The exercise
Copy out again, unchanged, the part of the records that opens with the line containing "Audit note: bright" and closes with the line containing "[[0, 182, 300, 200]]", both of those lines included.

Input rows

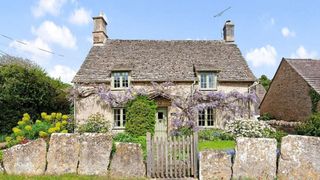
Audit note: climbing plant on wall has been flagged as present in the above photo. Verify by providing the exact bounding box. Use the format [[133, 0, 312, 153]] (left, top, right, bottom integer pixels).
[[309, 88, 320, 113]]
* * *
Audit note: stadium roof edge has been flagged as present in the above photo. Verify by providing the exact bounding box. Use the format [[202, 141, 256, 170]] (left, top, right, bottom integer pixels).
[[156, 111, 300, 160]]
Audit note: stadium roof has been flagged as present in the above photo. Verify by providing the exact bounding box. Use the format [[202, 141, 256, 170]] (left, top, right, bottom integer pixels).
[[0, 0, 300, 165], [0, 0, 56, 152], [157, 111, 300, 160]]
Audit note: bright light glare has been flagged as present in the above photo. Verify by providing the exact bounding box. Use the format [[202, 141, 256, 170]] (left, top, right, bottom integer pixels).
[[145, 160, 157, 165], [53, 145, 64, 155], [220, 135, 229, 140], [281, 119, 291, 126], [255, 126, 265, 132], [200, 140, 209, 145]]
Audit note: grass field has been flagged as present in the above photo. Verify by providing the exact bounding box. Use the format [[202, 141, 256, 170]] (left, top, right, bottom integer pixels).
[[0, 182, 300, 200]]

In response
Audit note: bright light glare has been flagged as present in the above photo. Verify by providing the exact bounding box. Use the format [[202, 141, 256, 170]] (left, top, right, bottom integer pixels).
[[145, 160, 157, 165], [53, 145, 64, 155], [220, 135, 229, 140], [281, 119, 291, 126], [255, 126, 265, 132], [200, 140, 209, 145]]
Audit note: grass field has been flagged as present in the above photo. Verify by providing the exact bounding box. Use the format [[202, 141, 256, 170]] (left, top, right, bottom integer pixels).
[[0, 182, 300, 200]]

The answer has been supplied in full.